Data records
┄┄┄┄┄┄┄┄┄┄

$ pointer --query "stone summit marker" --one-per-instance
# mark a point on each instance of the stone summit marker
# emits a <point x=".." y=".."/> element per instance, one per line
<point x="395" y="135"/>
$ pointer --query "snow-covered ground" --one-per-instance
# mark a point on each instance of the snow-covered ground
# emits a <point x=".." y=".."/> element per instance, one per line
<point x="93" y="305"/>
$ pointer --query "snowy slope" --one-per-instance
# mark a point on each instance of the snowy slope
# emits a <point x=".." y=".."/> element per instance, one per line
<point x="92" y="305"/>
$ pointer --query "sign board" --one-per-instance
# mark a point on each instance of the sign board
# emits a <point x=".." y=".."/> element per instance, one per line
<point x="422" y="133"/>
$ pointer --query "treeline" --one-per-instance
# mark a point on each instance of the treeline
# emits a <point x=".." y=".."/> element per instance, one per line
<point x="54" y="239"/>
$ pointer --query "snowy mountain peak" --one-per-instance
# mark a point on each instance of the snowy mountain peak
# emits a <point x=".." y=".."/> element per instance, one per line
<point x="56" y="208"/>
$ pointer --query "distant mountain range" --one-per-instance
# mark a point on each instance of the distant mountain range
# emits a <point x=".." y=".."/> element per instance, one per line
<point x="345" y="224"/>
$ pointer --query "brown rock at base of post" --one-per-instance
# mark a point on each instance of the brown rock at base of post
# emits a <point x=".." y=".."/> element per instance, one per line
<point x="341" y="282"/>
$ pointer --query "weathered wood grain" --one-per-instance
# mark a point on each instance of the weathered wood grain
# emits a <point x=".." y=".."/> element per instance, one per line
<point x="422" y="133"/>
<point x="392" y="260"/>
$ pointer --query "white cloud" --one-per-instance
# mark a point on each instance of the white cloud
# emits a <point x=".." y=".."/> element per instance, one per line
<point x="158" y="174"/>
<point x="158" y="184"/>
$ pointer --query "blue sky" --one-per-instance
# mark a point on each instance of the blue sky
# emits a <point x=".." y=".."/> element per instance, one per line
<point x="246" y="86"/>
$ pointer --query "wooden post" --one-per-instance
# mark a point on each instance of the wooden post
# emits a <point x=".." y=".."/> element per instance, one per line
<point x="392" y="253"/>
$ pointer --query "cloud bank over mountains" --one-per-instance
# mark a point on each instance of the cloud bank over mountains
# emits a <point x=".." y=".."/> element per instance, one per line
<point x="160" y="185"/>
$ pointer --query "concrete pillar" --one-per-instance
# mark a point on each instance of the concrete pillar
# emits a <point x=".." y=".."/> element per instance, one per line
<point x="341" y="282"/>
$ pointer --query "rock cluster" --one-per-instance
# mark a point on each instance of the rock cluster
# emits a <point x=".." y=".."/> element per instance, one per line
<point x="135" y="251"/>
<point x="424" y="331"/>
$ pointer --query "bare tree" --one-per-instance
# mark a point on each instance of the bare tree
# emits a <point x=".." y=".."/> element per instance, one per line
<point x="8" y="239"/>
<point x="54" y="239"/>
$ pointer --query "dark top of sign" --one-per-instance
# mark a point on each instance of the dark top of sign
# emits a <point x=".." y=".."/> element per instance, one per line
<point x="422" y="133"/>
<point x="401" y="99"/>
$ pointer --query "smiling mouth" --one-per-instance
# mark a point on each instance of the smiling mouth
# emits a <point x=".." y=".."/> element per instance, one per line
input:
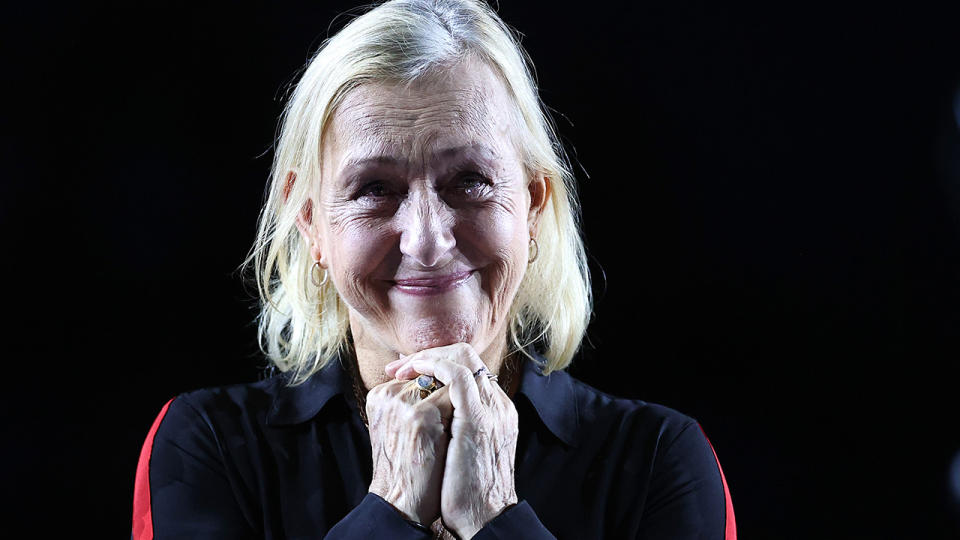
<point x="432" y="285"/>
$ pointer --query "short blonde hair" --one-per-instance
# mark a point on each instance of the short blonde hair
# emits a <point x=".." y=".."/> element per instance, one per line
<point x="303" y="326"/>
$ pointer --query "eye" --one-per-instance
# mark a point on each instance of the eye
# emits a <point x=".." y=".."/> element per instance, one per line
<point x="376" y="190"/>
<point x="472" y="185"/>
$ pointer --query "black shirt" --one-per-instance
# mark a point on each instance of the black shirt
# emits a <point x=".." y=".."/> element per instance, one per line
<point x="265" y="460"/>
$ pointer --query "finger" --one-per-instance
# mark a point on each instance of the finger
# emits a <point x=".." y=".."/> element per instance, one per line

┄┄┄┄┄┄┄┄┄┄

» Exercise description
From the data, report how many lines hold "bare", leaving out any other words.

» Final answer
2